TASK:
All lines from the line containing "Please indicate the rear side" up to and including the last line of the listing below should be echoed exactly; no other lines belong in the response.

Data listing

---------------

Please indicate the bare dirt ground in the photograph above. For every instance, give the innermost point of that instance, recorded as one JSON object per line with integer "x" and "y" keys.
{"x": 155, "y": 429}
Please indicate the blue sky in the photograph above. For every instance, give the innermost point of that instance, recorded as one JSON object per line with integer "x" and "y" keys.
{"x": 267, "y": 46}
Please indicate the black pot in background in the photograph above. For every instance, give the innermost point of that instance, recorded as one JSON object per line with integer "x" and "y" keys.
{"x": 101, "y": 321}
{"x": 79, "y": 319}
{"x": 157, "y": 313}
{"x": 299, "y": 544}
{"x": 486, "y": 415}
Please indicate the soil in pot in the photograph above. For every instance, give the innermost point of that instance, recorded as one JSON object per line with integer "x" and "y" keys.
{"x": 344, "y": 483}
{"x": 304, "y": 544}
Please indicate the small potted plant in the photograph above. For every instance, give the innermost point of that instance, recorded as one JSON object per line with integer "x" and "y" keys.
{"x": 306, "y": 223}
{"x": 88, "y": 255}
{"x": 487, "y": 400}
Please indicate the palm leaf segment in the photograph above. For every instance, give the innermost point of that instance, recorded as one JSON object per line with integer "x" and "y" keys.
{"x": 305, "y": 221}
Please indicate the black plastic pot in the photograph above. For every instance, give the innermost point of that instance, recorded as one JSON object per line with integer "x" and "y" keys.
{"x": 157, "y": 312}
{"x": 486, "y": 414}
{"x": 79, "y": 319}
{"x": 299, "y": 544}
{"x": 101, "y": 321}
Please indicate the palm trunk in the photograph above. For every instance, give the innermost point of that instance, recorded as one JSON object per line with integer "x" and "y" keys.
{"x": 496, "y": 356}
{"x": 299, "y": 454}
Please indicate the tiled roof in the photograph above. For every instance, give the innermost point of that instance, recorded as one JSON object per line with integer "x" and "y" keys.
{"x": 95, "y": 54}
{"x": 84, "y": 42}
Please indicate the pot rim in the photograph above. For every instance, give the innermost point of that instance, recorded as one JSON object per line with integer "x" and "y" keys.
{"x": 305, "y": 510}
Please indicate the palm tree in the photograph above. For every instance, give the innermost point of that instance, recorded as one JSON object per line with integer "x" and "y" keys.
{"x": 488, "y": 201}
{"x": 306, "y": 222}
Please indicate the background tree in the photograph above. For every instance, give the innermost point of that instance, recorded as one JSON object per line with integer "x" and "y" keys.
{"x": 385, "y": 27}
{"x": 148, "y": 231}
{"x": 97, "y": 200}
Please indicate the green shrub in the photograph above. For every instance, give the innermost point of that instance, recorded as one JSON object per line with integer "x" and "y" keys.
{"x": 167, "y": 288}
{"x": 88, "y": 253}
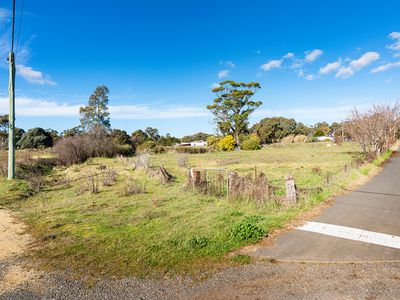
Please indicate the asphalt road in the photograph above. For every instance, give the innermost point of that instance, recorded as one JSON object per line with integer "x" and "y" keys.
{"x": 373, "y": 208}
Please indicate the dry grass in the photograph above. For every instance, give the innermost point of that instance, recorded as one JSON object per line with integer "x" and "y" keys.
{"x": 164, "y": 228}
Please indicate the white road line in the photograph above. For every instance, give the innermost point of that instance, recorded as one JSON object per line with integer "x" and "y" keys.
{"x": 353, "y": 234}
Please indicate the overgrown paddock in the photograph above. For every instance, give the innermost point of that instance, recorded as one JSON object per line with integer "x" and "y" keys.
{"x": 166, "y": 228}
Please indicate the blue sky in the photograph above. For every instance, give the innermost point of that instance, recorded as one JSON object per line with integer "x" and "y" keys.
{"x": 315, "y": 60}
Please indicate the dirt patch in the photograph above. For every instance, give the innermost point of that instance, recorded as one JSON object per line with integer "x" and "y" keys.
{"x": 13, "y": 243}
{"x": 13, "y": 239}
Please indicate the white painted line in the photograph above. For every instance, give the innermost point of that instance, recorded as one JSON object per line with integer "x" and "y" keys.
{"x": 354, "y": 234}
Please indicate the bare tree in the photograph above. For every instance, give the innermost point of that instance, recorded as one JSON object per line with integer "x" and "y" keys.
{"x": 374, "y": 128}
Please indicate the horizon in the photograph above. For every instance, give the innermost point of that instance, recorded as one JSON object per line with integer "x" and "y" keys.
{"x": 160, "y": 61}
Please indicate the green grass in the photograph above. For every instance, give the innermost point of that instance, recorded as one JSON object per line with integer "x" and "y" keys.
{"x": 168, "y": 229}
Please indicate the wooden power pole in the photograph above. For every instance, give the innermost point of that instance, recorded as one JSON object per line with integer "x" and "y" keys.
{"x": 11, "y": 93}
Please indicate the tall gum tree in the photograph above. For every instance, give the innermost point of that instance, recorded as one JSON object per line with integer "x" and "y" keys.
{"x": 233, "y": 106}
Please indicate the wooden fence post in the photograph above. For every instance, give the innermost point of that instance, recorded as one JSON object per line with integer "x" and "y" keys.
{"x": 291, "y": 192}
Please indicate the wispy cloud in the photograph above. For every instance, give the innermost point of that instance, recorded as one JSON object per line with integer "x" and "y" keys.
{"x": 330, "y": 67}
{"x": 310, "y": 77}
{"x": 288, "y": 55}
{"x": 228, "y": 64}
{"x": 313, "y": 55}
{"x": 223, "y": 73}
{"x": 395, "y": 36}
{"x": 272, "y": 64}
{"x": 33, "y": 76}
{"x": 30, "y": 107}
{"x": 4, "y": 15}
{"x": 345, "y": 72}
{"x": 365, "y": 60}
{"x": 386, "y": 67}
{"x": 355, "y": 65}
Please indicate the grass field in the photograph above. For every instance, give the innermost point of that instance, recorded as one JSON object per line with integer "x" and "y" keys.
{"x": 167, "y": 229}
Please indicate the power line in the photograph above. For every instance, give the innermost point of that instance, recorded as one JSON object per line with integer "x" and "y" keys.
{"x": 20, "y": 24}
{"x": 13, "y": 27}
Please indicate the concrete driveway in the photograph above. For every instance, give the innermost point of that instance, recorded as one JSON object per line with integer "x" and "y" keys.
{"x": 363, "y": 225}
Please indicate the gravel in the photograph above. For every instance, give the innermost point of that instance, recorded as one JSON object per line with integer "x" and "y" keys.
{"x": 263, "y": 280}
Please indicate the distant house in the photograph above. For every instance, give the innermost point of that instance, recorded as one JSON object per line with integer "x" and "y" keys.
{"x": 193, "y": 144}
{"x": 198, "y": 143}
{"x": 325, "y": 139}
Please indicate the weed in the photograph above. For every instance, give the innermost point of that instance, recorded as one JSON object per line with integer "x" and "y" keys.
{"x": 247, "y": 230}
{"x": 182, "y": 159}
{"x": 109, "y": 176}
{"x": 132, "y": 187}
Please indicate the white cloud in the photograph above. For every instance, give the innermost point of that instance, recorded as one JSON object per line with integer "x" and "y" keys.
{"x": 357, "y": 64}
{"x": 386, "y": 67}
{"x": 301, "y": 73}
{"x": 288, "y": 55}
{"x": 365, "y": 60}
{"x": 310, "y": 77}
{"x": 396, "y": 37}
{"x": 223, "y": 73}
{"x": 310, "y": 115}
{"x": 344, "y": 73}
{"x": 330, "y": 67}
{"x": 29, "y": 107}
{"x": 313, "y": 55}
{"x": 33, "y": 76}
{"x": 228, "y": 64}
{"x": 4, "y": 15}
{"x": 272, "y": 64}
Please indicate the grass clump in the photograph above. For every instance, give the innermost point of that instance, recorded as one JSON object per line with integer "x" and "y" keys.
{"x": 137, "y": 226}
{"x": 247, "y": 230}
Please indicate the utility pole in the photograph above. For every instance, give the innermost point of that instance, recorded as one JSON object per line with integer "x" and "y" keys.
{"x": 11, "y": 93}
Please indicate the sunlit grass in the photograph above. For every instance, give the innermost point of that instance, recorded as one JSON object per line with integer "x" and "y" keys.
{"x": 168, "y": 229}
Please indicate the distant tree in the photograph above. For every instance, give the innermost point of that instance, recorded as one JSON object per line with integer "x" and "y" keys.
{"x": 54, "y": 135}
{"x": 273, "y": 130}
{"x": 152, "y": 133}
{"x": 227, "y": 143}
{"x": 200, "y": 136}
{"x": 35, "y": 138}
{"x": 321, "y": 129}
{"x": 168, "y": 140}
{"x": 3, "y": 131}
{"x": 252, "y": 142}
{"x": 138, "y": 137}
{"x": 302, "y": 129}
{"x": 120, "y": 137}
{"x": 19, "y": 132}
{"x": 233, "y": 106}
{"x": 74, "y": 131}
{"x": 95, "y": 115}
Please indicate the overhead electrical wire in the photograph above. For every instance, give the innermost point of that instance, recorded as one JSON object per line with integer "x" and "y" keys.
{"x": 20, "y": 24}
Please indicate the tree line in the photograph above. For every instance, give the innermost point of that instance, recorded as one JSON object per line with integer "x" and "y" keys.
{"x": 231, "y": 108}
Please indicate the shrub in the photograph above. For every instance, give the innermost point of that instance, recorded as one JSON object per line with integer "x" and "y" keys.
{"x": 110, "y": 176}
{"x": 191, "y": 150}
{"x": 182, "y": 160}
{"x": 35, "y": 138}
{"x": 92, "y": 183}
{"x": 300, "y": 138}
{"x": 288, "y": 139}
{"x": 132, "y": 187}
{"x": 227, "y": 143}
{"x": 212, "y": 142}
{"x": 125, "y": 150}
{"x": 72, "y": 150}
{"x": 146, "y": 146}
{"x": 252, "y": 142}
{"x": 78, "y": 149}
{"x": 247, "y": 230}
{"x": 198, "y": 242}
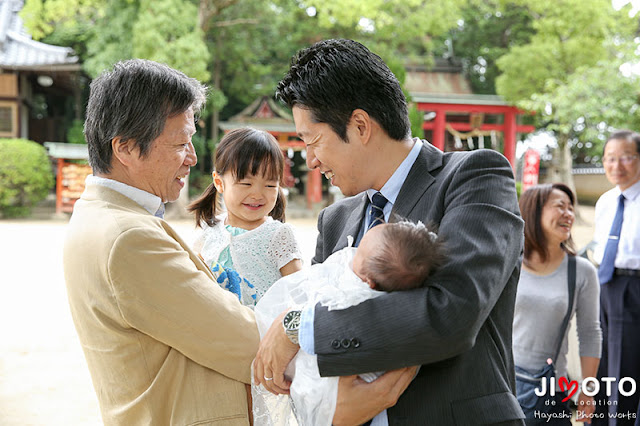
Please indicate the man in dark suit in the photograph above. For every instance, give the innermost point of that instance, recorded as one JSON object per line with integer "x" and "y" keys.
{"x": 352, "y": 115}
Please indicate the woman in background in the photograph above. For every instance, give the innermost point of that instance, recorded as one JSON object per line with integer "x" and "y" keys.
{"x": 543, "y": 297}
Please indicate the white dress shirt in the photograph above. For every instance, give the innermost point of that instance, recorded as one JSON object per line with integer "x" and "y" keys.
{"x": 150, "y": 202}
{"x": 628, "y": 255}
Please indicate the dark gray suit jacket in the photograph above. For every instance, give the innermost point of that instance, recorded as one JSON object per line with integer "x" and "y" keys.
{"x": 458, "y": 327}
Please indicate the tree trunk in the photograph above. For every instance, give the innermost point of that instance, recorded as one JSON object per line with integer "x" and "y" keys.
{"x": 562, "y": 165}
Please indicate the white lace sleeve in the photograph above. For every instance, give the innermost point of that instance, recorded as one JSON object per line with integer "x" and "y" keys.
{"x": 284, "y": 247}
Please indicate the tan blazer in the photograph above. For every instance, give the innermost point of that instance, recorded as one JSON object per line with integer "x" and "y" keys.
{"x": 164, "y": 343}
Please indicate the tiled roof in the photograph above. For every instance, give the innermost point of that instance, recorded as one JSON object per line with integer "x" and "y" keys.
{"x": 18, "y": 50}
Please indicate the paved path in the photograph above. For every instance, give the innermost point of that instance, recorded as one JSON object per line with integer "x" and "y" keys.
{"x": 43, "y": 375}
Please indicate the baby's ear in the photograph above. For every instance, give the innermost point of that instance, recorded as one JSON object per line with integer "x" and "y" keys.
{"x": 372, "y": 285}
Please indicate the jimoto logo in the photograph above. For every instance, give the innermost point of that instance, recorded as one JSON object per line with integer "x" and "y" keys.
{"x": 590, "y": 386}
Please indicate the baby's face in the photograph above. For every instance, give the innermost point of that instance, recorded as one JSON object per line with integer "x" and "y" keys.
{"x": 369, "y": 246}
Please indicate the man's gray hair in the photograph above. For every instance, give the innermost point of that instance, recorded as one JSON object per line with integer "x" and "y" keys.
{"x": 133, "y": 101}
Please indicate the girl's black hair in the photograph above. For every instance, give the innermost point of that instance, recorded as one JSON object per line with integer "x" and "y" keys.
{"x": 244, "y": 151}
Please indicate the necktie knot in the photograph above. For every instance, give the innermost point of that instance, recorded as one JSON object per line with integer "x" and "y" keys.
{"x": 376, "y": 210}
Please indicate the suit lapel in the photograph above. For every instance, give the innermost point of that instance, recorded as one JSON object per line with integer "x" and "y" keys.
{"x": 418, "y": 180}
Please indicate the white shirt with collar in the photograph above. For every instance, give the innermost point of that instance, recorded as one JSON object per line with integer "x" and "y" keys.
{"x": 628, "y": 255}
{"x": 150, "y": 202}
{"x": 390, "y": 191}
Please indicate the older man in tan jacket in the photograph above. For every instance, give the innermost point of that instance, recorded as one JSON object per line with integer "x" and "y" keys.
{"x": 164, "y": 343}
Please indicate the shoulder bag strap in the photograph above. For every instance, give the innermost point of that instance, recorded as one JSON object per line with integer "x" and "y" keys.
{"x": 571, "y": 282}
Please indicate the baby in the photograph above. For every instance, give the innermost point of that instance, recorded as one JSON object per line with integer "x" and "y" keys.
{"x": 390, "y": 257}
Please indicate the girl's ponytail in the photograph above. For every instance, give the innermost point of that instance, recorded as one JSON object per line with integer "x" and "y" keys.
{"x": 206, "y": 206}
{"x": 278, "y": 212}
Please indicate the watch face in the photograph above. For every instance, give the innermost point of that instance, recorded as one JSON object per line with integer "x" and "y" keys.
{"x": 292, "y": 320}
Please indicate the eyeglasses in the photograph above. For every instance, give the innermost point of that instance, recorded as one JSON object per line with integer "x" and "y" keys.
{"x": 624, "y": 159}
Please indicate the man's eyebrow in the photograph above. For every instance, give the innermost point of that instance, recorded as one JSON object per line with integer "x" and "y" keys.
{"x": 314, "y": 140}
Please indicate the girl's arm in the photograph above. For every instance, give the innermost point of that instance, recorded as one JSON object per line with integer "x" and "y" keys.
{"x": 294, "y": 266}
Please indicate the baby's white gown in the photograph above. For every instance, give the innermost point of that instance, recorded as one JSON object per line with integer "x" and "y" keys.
{"x": 334, "y": 285}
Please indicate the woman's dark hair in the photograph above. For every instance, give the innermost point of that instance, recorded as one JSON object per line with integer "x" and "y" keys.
{"x": 408, "y": 254}
{"x": 243, "y": 152}
{"x": 532, "y": 202}
{"x": 332, "y": 78}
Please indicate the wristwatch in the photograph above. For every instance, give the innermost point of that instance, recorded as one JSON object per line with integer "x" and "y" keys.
{"x": 291, "y": 324}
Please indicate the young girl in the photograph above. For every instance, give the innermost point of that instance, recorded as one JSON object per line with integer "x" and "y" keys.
{"x": 249, "y": 239}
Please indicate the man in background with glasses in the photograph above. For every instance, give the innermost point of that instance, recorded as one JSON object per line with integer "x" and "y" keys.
{"x": 617, "y": 222}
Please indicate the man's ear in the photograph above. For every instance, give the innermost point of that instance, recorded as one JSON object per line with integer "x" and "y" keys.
{"x": 125, "y": 152}
{"x": 361, "y": 125}
{"x": 217, "y": 182}
{"x": 372, "y": 285}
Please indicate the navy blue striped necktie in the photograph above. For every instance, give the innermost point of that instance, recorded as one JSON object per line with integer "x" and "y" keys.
{"x": 376, "y": 210}
{"x": 605, "y": 272}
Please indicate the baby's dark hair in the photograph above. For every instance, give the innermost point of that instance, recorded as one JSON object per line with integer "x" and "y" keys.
{"x": 409, "y": 253}
{"x": 244, "y": 151}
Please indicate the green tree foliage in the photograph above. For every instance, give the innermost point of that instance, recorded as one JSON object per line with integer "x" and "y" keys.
{"x": 25, "y": 176}
{"x": 486, "y": 32}
{"x": 567, "y": 60}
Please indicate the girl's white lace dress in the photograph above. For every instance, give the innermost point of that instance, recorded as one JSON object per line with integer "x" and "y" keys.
{"x": 335, "y": 285}
{"x": 257, "y": 254}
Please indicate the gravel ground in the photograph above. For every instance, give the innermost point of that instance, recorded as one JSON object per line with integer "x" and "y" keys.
{"x": 43, "y": 375}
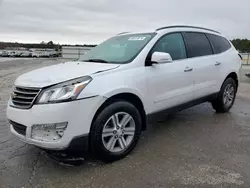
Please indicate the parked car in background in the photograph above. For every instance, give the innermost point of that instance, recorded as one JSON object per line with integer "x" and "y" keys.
{"x": 37, "y": 54}
{"x": 25, "y": 54}
{"x": 5, "y": 54}
{"x": 102, "y": 102}
{"x": 11, "y": 54}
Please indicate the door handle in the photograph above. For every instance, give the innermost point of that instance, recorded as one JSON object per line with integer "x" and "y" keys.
{"x": 188, "y": 69}
{"x": 217, "y": 63}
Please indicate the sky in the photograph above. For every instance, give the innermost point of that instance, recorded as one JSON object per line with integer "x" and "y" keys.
{"x": 92, "y": 21}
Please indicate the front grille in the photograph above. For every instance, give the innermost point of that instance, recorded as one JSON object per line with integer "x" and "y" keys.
{"x": 20, "y": 129}
{"x": 24, "y": 97}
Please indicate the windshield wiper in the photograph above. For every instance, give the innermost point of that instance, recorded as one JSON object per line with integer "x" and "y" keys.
{"x": 97, "y": 60}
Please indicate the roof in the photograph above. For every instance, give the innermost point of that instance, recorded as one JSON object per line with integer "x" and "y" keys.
{"x": 186, "y": 26}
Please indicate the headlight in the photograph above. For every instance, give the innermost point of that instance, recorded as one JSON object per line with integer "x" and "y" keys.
{"x": 64, "y": 92}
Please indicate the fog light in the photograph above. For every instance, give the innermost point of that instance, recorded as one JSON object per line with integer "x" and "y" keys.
{"x": 48, "y": 132}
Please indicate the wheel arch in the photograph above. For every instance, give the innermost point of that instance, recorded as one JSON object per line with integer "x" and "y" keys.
{"x": 234, "y": 76}
{"x": 129, "y": 97}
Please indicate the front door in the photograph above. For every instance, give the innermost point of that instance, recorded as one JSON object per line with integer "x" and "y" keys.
{"x": 170, "y": 84}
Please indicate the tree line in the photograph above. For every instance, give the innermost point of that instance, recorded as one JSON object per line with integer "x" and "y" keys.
{"x": 50, "y": 44}
{"x": 242, "y": 45}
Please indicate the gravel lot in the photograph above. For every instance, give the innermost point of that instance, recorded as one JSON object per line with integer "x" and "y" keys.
{"x": 193, "y": 148}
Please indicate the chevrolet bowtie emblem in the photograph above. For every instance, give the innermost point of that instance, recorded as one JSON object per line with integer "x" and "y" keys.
{"x": 13, "y": 95}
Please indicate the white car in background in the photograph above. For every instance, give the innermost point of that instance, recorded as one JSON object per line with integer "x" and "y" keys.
{"x": 37, "y": 54}
{"x": 102, "y": 102}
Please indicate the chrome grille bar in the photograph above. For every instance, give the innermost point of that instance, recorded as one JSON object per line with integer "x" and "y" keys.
{"x": 24, "y": 97}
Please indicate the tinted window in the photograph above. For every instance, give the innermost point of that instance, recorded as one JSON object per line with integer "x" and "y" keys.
{"x": 172, "y": 44}
{"x": 198, "y": 44}
{"x": 220, "y": 44}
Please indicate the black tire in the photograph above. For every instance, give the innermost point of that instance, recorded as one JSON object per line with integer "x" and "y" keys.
{"x": 97, "y": 147}
{"x": 219, "y": 104}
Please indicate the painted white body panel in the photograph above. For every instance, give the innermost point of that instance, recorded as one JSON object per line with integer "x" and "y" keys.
{"x": 78, "y": 121}
{"x": 159, "y": 86}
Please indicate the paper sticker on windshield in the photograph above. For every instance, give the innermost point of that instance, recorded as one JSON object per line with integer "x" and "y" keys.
{"x": 136, "y": 38}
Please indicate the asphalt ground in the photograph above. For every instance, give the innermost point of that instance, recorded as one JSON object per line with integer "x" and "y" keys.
{"x": 192, "y": 148}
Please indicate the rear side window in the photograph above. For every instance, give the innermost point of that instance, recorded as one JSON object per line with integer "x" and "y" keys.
{"x": 172, "y": 44}
{"x": 198, "y": 44}
{"x": 220, "y": 44}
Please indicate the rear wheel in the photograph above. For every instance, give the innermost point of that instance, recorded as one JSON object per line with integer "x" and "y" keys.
{"x": 115, "y": 131}
{"x": 226, "y": 97}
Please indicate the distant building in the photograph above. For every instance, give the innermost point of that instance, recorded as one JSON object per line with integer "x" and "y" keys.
{"x": 74, "y": 52}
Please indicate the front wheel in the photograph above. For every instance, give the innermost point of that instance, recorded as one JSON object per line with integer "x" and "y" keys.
{"x": 226, "y": 97}
{"x": 115, "y": 131}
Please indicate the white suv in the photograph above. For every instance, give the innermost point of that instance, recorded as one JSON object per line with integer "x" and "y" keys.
{"x": 102, "y": 102}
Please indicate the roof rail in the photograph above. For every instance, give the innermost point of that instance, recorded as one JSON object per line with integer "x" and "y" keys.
{"x": 174, "y": 26}
{"x": 122, "y": 33}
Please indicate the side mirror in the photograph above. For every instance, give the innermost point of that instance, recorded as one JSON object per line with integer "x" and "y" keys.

---------------

REPLY:
Please indicate the rear side window in the photograph above. For every instance, give the innermost point of that instance, recorded as one JSON object per line with integer "x" and "y" keys.
{"x": 172, "y": 44}
{"x": 198, "y": 44}
{"x": 220, "y": 44}
Please indicate the rear wheel in the photograph above. For every instance, give the innermost point of that instance, recorded as one JSON object per line with integer "x" and "y" keys.
{"x": 115, "y": 131}
{"x": 226, "y": 97}
Please indicate the distant building in the photograph above. For every instance, give the innermost point of that instance, recorded as one JSON object per line with integer "x" and "y" keys.
{"x": 74, "y": 52}
Please indicate the front wheel in the photograph above. For every instance, give the innermost point of that instance, recorded as one JSON object per line with integer "x" and "y" keys.
{"x": 226, "y": 97}
{"x": 115, "y": 131}
Please indicate the white suv in the photograph above. For every instance, give the innermost point of that instance, recorded as one JSON object per line with integer "x" and "y" keys.
{"x": 102, "y": 102}
Please indicate the roof rail in the photograph above. For every instance, give the innermost point of that instance, recorded as one JSON object per line with integer "x" and "y" keys.
{"x": 174, "y": 26}
{"x": 122, "y": 33}
Please indicate the side mirror in the photograph above. For every instance, give the innermost point of that instance, recorded as one JSON object per line with integer "x" and "y" keys.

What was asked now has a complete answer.